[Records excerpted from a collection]
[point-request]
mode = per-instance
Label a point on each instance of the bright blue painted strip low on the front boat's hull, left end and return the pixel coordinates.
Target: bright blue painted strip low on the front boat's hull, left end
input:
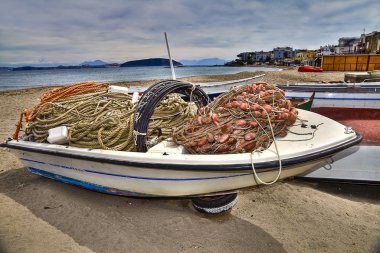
(89, 186)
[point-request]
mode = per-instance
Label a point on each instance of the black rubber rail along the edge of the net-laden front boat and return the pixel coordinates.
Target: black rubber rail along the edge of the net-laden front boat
(200, 167)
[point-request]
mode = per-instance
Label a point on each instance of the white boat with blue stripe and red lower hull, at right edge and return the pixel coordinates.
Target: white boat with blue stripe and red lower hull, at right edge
(353, 104)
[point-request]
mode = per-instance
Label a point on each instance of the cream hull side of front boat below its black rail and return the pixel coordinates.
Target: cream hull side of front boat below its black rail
(150, 182)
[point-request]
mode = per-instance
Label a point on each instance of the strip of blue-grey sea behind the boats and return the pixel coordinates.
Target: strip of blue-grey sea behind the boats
(12, 80)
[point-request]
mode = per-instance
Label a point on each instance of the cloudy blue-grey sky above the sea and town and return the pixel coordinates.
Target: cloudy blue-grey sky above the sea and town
(73, 31)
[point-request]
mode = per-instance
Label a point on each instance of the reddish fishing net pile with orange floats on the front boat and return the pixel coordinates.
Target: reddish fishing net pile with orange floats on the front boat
(245, 119)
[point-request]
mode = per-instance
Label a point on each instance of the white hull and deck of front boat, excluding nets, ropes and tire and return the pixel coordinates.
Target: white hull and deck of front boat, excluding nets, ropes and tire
(168, 170)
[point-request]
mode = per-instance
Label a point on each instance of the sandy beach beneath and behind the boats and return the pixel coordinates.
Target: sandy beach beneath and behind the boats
(41, 215)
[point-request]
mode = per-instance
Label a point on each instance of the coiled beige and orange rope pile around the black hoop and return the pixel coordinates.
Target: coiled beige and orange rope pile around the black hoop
(97, 118)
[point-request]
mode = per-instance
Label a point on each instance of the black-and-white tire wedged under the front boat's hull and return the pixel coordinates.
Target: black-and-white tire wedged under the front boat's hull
(215, 204)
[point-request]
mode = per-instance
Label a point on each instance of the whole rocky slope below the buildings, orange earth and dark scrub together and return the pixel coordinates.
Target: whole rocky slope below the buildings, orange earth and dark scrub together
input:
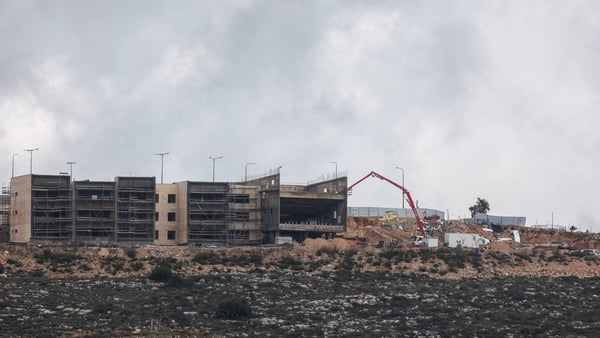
(347, 286)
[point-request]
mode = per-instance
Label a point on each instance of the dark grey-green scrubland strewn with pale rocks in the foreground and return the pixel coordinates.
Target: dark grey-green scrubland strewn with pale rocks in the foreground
(335, 304)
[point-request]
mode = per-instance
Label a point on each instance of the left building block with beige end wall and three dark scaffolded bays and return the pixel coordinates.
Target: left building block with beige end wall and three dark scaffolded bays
(51, 208)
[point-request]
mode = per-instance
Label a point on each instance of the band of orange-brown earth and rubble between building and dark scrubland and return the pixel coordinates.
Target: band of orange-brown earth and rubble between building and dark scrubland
(366, 247)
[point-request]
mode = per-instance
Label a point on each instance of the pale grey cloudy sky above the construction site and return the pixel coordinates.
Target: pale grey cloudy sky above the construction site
(491, 99)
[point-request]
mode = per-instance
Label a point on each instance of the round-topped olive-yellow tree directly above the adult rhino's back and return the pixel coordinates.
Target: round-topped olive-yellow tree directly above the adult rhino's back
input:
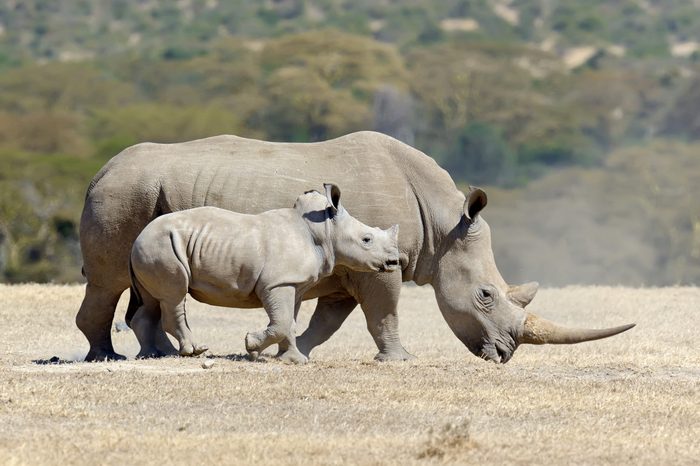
(316, 91)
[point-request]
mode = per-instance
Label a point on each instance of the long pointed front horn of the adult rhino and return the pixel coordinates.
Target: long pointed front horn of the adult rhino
(539, 331)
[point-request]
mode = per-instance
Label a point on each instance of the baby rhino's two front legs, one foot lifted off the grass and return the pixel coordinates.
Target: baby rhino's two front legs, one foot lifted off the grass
(279, 304)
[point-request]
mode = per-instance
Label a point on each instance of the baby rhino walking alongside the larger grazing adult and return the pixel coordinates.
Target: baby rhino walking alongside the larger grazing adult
(268, 260)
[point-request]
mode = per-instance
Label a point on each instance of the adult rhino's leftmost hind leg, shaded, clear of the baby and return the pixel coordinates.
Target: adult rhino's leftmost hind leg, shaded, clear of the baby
(94, 319)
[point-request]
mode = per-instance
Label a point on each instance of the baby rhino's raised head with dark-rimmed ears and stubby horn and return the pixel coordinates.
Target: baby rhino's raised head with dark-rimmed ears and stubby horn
(354, 244)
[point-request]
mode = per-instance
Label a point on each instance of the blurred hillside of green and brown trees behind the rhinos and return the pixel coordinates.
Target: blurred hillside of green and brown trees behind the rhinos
(579, 117)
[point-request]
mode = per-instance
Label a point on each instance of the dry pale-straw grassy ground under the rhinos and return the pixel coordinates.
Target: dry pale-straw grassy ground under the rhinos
(630, 399)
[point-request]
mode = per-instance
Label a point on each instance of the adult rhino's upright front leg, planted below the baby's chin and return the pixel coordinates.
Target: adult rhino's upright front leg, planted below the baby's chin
(379, 297)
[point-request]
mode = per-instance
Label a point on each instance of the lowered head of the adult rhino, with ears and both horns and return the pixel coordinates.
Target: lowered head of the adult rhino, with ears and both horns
(485, 313)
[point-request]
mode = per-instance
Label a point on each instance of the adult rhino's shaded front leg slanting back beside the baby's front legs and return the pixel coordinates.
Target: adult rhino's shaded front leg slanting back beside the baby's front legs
(330, 313)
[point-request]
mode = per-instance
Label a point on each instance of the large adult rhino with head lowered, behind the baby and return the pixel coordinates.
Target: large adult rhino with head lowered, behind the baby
(444, 241)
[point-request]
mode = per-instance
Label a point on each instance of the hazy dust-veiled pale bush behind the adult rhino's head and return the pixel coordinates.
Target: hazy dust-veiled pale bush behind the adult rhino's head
(635, 221)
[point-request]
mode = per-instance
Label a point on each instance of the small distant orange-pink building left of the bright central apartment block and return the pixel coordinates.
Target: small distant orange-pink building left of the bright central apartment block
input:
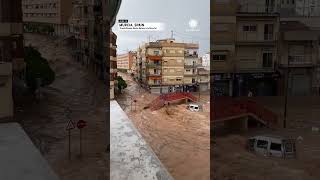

• **TO DO**
Print the entries as they stand, first line through the line holding "Label a point on each instance of the white boat", with every picture removed.

• **THE COMPLETED TASK**
[point-request]
mode = per-instance
Label a point on each instance of the bright blue painted strip low on the front boat's hull, left end and return the pixel coordinates.
Target: bright blue painted strip low on the front boat's hull, left end
input:
(89, 186)
[point-request]
mode = per-instance
Label a point on each instance of the black rubber rail along the edge of the net-laden front boat and return the pixel coordinates.
Target: black rubber rail along the edge of the net-laden front boat
(200, 167)
[point-request]
mode = per-instance
Label a point on each instance of the white boat with blue stripe and red lower hull, at right edge and return the pixel coordinates.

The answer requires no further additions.